(Task prompt) Quote every one of the entries below in full, reproducing each line without any change.

Object location annotation data
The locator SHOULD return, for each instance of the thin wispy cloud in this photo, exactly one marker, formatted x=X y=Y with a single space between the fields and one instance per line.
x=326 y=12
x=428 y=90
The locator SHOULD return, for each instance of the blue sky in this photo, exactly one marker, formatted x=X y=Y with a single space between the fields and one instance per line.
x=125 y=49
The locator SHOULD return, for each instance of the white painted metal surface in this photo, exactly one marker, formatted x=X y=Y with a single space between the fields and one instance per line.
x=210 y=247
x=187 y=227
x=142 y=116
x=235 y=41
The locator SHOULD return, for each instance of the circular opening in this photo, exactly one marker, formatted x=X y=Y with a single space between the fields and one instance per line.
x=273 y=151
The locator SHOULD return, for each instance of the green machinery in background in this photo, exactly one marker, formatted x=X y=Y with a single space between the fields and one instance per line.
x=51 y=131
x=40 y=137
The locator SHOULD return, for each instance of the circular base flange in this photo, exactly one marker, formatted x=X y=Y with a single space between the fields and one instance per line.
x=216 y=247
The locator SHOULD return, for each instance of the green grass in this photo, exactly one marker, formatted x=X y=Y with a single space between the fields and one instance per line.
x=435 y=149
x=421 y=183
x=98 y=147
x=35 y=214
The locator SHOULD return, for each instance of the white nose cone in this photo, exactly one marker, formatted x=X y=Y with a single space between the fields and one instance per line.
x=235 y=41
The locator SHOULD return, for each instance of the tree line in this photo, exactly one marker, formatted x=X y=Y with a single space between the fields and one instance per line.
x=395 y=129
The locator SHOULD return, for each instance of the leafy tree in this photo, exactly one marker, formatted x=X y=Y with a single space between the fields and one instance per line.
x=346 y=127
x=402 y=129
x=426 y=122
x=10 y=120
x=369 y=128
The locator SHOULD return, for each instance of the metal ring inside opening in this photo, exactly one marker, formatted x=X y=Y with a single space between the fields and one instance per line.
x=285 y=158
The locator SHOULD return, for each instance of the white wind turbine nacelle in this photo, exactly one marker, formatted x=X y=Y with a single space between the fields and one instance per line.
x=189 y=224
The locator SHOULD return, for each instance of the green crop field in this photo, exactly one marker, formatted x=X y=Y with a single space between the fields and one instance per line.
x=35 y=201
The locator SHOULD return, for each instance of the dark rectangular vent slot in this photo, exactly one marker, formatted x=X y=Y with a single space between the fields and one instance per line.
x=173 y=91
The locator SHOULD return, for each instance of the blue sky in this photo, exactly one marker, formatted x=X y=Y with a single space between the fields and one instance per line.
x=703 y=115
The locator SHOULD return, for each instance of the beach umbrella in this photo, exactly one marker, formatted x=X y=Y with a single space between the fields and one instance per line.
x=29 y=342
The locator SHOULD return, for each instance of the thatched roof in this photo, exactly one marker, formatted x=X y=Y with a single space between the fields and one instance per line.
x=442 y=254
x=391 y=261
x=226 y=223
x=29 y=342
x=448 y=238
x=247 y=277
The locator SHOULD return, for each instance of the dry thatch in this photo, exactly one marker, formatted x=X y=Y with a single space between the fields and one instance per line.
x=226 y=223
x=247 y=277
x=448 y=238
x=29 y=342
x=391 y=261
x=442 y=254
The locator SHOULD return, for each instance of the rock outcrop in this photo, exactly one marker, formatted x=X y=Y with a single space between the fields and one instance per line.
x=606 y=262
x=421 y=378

(The output)
The locator SHOULD return, for each instance of the thin wispy cloud in this photo, exactly one marker, formatted x=X y=Y with a single space between the fields and one instance per line.
x=326 y=12
x=428 y=90
The locator SHOULD return, for each instance of the blue sky in this photo, exactly one marker, formatted x=X y=Y with a single space between the fields and one instance per line.
x=125 y=49
The locator SHOULD return, for each instance of the white painted metal surface in this photo, exactly one marker, formatted x=X y=Y with a single space between the fields and one instance per line.
x=210 y=247
x=187 y=227
x=142 y=116
x=235 y=41
The locator SHOULD return, for each instance of the circular opening in this photo, exactly one marker, formatted x=X y=Y with a single space between the fields and one instance per line.
x=273 y=151
The locator SHOULD return, for each instance of the green machinery in background in this photo, exactly one marker, formatted x=X y=Y with a single space between the fields and one instance per line.
x=51 y=131
x=40 y=137
The locator SHOULD return, for each instance of the circular base flange in this photo, exactly one marker, formatted x=X y=Y with a single space between the fields and one instance per line.
x=216 y=247
The locator SHOULD return, for each instance of the green grass in this photo, exactly one marker, formatted x=X y=Y with a single space between the fields and one instance per line.
x=435 y=149
x=421 y=183
x=98 y=147
x=35 y=214
The locator SHOULD return, for each instance of the white nose cone in this photo, exactly one marker, formatted x=X y=Y with a single space between the fields and one instance per line.
x=235 y=41
The locator SHOULD return, for each instance of the tree line in this photo, exactly one marker, formatted x=X y=Y with a single space between the fields and one instance per line.
x=395 y=129
The locator SHOULD return, for each instance of the leafy tree in this photo, exactly one marker, formatted x=X y=Y with a single space between the fields and one instance per line.
x=346 y=127
x=402 y=129
x=426 y=122
x=10 y=120
x=369 y=128
The locator SHOULD return, for each instance of the metal ring inside opening in this photo, exactly one marker, formatted x=X y=Y with a single space between the fields and one instance per line.
x=285 y=158
The locator SHOULD return, for each instance of the white wind turbine nacelle in this photo, exactly one marker, formatted x=X y=Y with a single space between the fields and one instance per line.
x=189 y=224
The locator SHOULD return, for each instance of the green crop field in this photo, exactly one marker, formatted x=X y=Y with a single space between the fields and one instance per line.
x=35 y=201
The locator SHOULD return, for each instance of the dark rectangular vent slot in this photo, exactly one marker, formatted x=X y=Y with a single space between the fields and one instance per line.
x=173 y=91
The locator SHOULD return, for each instance of the blue sky in this photo, exactly one marker, formatted x=X y=Y with a single space between the fields and one instance per line.
x=703 y=115
The locator SHOULD return, for each instance of the beach umbrella in this photo, exactly one marker, formatted x=X y=Y with a single space between the fields and one instance per line.
x=29 y=342
The locator SHOULD return, for each instance of the thatched roof in this photo, exactly one marker, formatted x=X y=Y with a single space between the fields and one instance per line.
x=442 y=254
x=391 y=261
x=226 y=223
x=29 y=342
x=448 y=238
x=247 y=277
The locator SHOULD return, for each instance of the dry thatch in this photo, exactly one marker, formatted x=X y=Y with a single space between the fields and one instance per line.
x=226 y=223
x=247 y=277
x=448 y=238
x=29 y=342
x=391 y=261
x=442 y=254
The locator SHOULD return, for each instance of the rock outcrop in this photo, exactly one marker, formatted x=X y=Y with a single space between the fields and one instance per line.
x=606 y=262
x=421 y=378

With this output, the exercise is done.